| Provided passage |
******************************
Going Viral

Bauer Researcher Looks at Factors to Make Videos Viral

Published on December 12, 2019

Science has confirmed what we always suspected: cuddly babies and furry animals star in the most shared digital ad content.

Having an ad go viral is any marketer’s dream. So, the information and insights found in a comprehensive analysis of what drives virality of ads uploaded by advertisers on YouTube is must-reading for organizations seeking to grow their brand.

Assistant Professor of Marketing Seshadri Tirunillai of the C. T. Bauer College of Business sought to document what drives ad sharing on Facebook, LinkedIn, Twitter and Google+.

Seshadri Tirunillai

Assistant Professor of Marketing Seshadri Tirunillai

Unlike traditional video advertising, YouTube ad sharing is voluntary and has the potential to reach especially broad audiences across a variety of online platforms. Tirunillai and coauthors from the University of Southern California examined more than 60 ad characteristics and other measurables to produce “What Drives Virality (Sharing) of Online Digital Content? The Critical Role of Information, Emotion, and Brand Prominence,” published in the Journal of Marketing in April of this year.

Their findings provide invaluable insights to anyone looking for measurable guidelines for what works and what doesn’t, when it comes to creating shareable videos.

Among their conclusions:

  • Inspiration, warmth, amusement and excitement tend to increase sharing. Ads designed to produce uplifting emotions that use drama, surprise, celebrities, and babies or animals tend to lead to virality.
******************************
Collected data:
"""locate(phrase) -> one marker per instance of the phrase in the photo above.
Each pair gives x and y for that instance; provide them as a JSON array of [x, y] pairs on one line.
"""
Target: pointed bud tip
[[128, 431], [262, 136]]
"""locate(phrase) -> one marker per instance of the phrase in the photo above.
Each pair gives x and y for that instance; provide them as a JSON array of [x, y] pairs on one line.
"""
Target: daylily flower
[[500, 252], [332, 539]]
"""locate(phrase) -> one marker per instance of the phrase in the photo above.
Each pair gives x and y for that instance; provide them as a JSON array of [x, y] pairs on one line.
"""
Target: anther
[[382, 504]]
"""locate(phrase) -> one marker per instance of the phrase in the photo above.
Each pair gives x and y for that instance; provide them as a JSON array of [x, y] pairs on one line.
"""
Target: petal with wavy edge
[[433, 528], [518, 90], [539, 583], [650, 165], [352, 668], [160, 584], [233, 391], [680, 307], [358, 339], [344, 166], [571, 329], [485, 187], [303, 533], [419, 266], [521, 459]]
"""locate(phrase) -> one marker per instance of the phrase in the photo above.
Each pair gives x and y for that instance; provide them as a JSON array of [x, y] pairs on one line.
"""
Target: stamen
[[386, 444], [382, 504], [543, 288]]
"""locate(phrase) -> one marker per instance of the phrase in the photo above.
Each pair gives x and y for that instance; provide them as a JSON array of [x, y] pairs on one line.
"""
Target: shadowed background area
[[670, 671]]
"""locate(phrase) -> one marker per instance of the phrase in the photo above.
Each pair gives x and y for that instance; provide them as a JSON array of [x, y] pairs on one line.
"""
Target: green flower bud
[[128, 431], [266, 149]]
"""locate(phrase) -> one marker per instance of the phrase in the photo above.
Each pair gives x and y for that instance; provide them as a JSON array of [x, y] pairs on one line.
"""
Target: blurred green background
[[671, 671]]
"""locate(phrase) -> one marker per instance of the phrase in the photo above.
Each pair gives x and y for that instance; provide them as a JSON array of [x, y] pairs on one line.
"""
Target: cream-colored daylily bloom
******************************
| Problems to work on |
**1.** From the article on viral video ads, list the platforms where Tirunillai set out to document what drives ad sharing.
**2.** Continue the article on viral video ads from the point where it stops.

| List of answers |
**1.** Facebook, LinkedIn, Twitter, Google+

**2.**
  • Emotional ads are shared more on general platforms (Facebook, Google+, Twitter) than on LinkedIn, and the reverse holds for informational ads.
  • Information-heavy appeals generally inhibit sharing. New, high-priced, or socially risky products can help drive sharing of these types of ads, and information-based ads shared on LinkedIn do better than those shared on Facebook, Twitter, and Google+.
  • Brand prominence impairs sharing. Early or intermittent display of the brand name keeps viewers from sharing more than sharing the brand name at the end of the video.
  • Ad length matters. The most shared videos are neither too short or too long, but in the moderate range of 1.2 to 1.7 minutes.

A final insight shows that widely shared video ads drive stock prices upward and that most businesses are currently doing things all wrong. The ads evaluated in the research use information more than emotions, celebrities more than babies or animals, prominent brand placement, little surprise, and very short or very long ads.